What is being asked: Pull out each line below that contains the string "peak", matching case exactly.

(Location identification items)
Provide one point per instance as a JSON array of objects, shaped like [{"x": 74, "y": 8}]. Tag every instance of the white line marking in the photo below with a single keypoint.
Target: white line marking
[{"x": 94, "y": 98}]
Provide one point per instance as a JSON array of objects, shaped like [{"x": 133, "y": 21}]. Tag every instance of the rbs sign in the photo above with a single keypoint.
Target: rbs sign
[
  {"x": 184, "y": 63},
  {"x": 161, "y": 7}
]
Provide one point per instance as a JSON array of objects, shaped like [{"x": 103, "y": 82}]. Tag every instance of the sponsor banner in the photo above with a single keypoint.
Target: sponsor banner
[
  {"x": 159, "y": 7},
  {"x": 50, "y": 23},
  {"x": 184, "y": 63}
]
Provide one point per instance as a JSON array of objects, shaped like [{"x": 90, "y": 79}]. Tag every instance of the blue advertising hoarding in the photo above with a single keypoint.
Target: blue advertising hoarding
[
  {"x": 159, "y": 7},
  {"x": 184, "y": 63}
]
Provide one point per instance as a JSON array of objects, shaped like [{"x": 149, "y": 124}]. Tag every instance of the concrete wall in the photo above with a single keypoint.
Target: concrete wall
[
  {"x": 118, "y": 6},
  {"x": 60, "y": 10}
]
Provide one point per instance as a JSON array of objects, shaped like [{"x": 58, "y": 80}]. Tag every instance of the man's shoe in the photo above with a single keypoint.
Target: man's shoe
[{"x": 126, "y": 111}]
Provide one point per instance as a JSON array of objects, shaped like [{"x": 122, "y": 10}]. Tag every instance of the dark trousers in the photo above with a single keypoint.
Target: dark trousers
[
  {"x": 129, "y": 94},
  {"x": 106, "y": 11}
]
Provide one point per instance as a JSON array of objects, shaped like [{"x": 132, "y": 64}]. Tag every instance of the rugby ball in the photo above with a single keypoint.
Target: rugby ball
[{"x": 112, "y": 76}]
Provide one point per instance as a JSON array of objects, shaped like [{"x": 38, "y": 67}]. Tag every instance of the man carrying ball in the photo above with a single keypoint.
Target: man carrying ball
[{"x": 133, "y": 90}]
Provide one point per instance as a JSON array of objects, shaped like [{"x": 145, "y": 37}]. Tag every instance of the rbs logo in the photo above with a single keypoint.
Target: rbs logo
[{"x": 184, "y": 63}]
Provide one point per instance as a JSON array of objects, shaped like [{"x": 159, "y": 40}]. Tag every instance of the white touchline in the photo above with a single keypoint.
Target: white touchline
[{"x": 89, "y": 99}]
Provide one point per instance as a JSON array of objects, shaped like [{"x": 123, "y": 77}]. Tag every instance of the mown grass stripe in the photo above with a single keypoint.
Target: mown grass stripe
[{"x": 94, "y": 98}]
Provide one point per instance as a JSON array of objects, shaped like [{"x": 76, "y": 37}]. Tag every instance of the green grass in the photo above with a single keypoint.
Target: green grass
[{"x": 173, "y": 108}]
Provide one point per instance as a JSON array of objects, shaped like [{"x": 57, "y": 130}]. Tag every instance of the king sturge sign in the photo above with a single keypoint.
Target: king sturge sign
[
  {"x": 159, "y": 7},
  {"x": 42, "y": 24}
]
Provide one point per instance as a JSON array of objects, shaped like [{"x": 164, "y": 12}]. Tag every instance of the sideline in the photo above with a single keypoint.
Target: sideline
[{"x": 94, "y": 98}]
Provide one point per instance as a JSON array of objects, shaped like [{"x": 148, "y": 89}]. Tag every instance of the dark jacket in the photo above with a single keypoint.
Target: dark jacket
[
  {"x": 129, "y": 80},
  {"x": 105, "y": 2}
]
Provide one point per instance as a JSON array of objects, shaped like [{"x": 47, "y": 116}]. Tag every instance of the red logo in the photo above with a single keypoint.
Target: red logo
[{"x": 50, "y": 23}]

==

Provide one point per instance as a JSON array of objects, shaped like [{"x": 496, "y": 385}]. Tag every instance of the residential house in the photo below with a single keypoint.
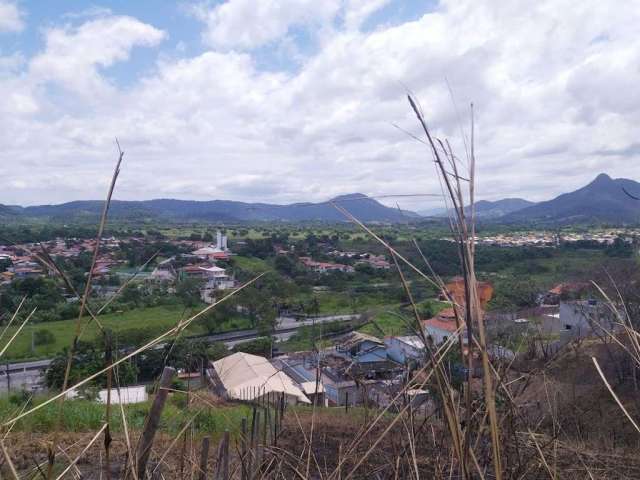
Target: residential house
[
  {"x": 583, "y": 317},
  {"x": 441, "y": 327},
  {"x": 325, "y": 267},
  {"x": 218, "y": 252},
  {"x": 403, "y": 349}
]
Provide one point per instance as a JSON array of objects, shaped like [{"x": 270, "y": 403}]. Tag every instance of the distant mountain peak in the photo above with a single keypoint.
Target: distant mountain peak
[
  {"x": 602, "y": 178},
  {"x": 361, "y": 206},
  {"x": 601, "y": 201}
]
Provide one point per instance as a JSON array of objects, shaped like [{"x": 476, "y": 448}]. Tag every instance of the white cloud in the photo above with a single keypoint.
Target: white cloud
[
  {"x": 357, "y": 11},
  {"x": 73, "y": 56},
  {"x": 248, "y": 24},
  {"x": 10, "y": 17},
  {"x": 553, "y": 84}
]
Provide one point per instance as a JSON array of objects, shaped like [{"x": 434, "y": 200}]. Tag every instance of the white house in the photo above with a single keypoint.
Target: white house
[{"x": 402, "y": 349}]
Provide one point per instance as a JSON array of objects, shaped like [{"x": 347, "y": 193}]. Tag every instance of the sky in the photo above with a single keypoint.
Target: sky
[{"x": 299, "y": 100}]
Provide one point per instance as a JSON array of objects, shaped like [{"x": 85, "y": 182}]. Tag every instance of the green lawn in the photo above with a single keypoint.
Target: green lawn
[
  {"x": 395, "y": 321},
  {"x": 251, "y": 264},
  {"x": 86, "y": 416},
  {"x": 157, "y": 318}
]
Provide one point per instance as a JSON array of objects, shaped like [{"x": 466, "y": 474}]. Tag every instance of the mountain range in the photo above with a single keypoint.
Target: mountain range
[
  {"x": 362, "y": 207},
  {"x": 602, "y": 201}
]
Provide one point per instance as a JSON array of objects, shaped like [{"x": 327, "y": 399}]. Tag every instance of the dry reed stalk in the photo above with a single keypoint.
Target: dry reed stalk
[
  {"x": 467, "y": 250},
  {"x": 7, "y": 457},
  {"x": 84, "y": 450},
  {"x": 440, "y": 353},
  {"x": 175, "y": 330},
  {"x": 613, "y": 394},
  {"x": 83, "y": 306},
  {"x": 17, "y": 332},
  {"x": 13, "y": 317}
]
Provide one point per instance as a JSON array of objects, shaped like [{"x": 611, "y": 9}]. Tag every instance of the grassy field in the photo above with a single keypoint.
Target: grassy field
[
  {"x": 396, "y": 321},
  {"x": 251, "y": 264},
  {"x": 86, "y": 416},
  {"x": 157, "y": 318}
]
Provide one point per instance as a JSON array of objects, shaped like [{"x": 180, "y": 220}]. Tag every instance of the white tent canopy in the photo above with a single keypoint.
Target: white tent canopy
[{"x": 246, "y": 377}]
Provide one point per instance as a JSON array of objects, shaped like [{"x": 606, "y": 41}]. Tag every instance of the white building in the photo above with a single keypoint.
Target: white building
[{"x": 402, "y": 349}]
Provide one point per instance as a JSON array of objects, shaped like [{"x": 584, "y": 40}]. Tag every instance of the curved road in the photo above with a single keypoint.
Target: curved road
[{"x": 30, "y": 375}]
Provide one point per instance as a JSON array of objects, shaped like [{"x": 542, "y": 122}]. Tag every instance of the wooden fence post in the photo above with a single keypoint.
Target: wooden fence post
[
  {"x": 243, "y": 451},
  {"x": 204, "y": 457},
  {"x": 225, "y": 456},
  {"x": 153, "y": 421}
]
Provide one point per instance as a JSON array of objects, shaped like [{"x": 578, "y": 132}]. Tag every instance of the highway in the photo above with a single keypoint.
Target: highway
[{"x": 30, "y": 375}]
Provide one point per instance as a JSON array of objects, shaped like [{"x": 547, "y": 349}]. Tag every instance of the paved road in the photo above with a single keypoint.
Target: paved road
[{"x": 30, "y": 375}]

Result of the exercise:
Provide one point per instance as a JSON array of objects, shaped like [{"x": 270, "y": 403}]. Tag every instance of the distant mountain peak in the photo above with a single keypoint.
Target: distant mountain peak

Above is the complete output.